▶ Given instruction a
Gather every line of the records that contains the word "control". Case counts.
— BEGIN Selected excerpt —
Ok.  I'll play along.

What do you mean?


----------



## Hand of Evil (Sep 12, 2005)

from the peanut gallery, I am always one to comment


----------



## mythusmage (Sep 12, 2005)

Maybe if you all stopped taking this thread as seriously as it deserves ...


----------



## Eosin the Red (Sep 12, 2005)

mythusmage said:
			
		

> If it's unclear, ask him what he meant.




What do you mean? That was as clear as mud.


----------



## diaglo (Sep 12, 2005)

i'm still not seeing the thread.


----------



## mythusmage (Sep 12, 2005)

Eosin the Red said:
			
		

> What do you mean? That was as clear as mud.




What part of 'ask him' is giving you problems?


----------



## mythusmage (Sep 12, 2005)

diaglo said:
			
		

> i'm still not seeing the thread.




I think it's turned into a stealth hivemind.


----------



## Cutter XXIII (Sep 12, 2005)

What?!

Mythusmage made a comment that was misinterpreted, thus ticking him off?!

Somebody alert Morrus. We need to get this on the News page.


----------



## Darth K'Trava (Sep 13, 2005)

Cutter XXIII said:
			
		

> What?!
> 
> Mythusmage made a comment that was misinterpreted, thus ticking him off?!
> 
> Somebody alert Morrus. We need to get this on the News page.




 

Text gets misinterpeted all the time....


----------



## Eosin the Red (Sep 13, 2005)

mythusmage said:
			
		

> What part of 'ask him' is giving you problems?




I am asking him "of the unclear posts." Of what, or whom does your cryptic post speak?  Like a cat, your post wanders willy-nilly and is filled with assumptions and half formed thoughts that don't mean much of anything to the uninitiated. This is like witnessing an in-joke when you are "out." Are you always so... clear?


----------



## mythusmage (Sep 14, 2005)

Eosin the Red said:
			
		

> I am asking him "of the unclear posts." Of what, or whom does your cryptic post speak?  Like a cat, your post wanders willy-nilly and is filled with assumptions and half formed thoughts that don't mean much of anything to the uninitiated. This is like witnessing an in-joke when you are "out." Are you always so... clear?




Eosin, you jump to conclusions. Let me clarify, you jump to conclusions. You also react instead of thinking. Do I need to explain that? Now I am going to explain what I mean when I say, "ask him what he meant."

When you are puzzled by what a poster has said, ask him what he meant. A simple, "could you explain?" should suffice. Don't get huffy, don't get your feathers ruffled, refrain from egregious snark.

BTW, why is it the only time I see one of your posts is when you're bitching about one of mine?


----------



## mythusmage (Sep 14, 2005)

Darth K'Trava said:
			
		

> Text gets misinterpeted all the time....




For your information interpretation is not female. Thus 'miss' as an honorific is inappropriate. in any case you spelled 'miss' wrong and there should be a space between 'miss' and 'interpreted'. Please correct your post as indicated. Thank you.

(  )


----------



## Pinotage (Sep 14, 2005)

Borlon said:
			
		

> Ok.  I'll play along.
> 
> What do you mean?




Well, the text itself says 'I agree completely' but I'm not sure what the rest of the symbols mean.

Pinotage


----------



## Dinkeldog (Sep 14, 2005)

Dude, I can't tell what the heck you're talking about.


----------



## mythusmage (Sep 14, 2005)

Dinkeldog said:
			
		

> Dude, I can't tell what the heck you're talking about.




I'll explain when you're older.


----------
— END Selected excerpt —
— BEGIN Records to process —
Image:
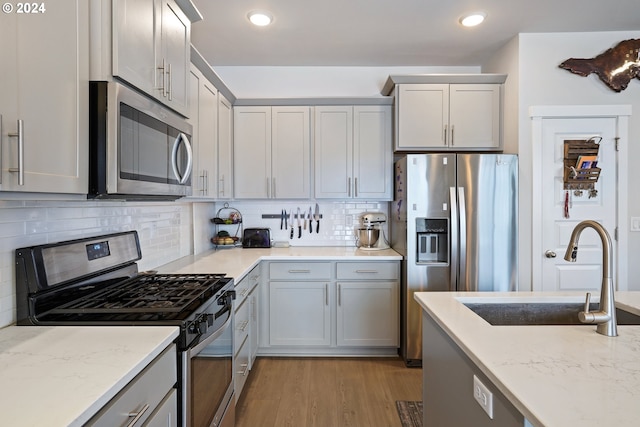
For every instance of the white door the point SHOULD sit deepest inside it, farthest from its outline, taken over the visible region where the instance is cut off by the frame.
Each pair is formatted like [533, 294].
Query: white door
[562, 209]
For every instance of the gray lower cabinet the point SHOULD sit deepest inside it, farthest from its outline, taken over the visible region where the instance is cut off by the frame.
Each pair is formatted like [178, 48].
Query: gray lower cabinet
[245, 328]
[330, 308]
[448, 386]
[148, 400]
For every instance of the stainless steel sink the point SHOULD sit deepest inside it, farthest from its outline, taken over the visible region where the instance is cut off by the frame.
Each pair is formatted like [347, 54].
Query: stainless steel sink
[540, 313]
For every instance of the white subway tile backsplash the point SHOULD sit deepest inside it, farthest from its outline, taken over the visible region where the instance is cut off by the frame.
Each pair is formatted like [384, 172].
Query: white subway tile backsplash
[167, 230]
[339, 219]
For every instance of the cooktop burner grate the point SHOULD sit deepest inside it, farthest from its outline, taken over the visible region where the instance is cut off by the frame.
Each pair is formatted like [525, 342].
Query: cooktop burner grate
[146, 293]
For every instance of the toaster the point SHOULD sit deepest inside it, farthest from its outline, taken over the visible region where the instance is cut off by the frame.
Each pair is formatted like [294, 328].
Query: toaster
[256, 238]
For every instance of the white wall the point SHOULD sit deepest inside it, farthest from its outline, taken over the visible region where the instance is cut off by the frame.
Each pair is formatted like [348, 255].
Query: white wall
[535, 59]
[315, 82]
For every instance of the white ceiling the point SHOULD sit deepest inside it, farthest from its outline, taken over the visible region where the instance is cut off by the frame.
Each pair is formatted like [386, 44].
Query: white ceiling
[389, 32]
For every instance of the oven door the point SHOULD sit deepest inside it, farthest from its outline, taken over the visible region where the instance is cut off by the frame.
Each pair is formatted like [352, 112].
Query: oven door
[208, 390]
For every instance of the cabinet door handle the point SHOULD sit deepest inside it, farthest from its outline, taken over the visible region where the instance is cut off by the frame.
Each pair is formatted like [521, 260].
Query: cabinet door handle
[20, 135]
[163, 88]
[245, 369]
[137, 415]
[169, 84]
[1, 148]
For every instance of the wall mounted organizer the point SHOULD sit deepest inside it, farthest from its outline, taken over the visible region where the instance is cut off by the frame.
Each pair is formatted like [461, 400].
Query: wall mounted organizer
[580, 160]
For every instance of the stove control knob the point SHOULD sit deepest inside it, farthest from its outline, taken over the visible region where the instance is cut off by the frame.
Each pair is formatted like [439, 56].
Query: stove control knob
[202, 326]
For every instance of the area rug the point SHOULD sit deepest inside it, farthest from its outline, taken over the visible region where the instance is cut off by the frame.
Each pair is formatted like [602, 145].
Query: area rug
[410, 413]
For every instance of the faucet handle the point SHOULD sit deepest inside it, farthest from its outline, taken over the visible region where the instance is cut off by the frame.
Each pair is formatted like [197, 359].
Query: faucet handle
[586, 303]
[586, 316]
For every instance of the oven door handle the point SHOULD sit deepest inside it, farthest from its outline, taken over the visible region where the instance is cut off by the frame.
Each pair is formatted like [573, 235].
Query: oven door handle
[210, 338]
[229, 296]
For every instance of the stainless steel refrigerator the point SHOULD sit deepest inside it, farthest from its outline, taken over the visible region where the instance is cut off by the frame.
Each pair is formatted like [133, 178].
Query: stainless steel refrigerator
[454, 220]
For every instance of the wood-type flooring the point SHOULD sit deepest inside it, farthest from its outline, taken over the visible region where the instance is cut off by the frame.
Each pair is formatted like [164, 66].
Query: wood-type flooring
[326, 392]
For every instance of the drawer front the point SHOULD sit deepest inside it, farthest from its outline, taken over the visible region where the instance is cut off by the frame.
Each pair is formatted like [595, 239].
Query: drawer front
— END Records to process —
▶ Given instruction b
List every distinct poster name that appears in a post heading of the forum thread, each name once.

▶ Correct response a
For every instance of the stove control knob the point SHOULD sit deepest inside it, farthest from its outline, taken over the visible region where the instance is cut off by the frame.
Query: stove control knob

▶ Correct response b
Hand of Evil
mythusmage
Eosin the Red
diaglo
Cutter XXIII
Darth K'Trava
Pinotage
Dinkeldog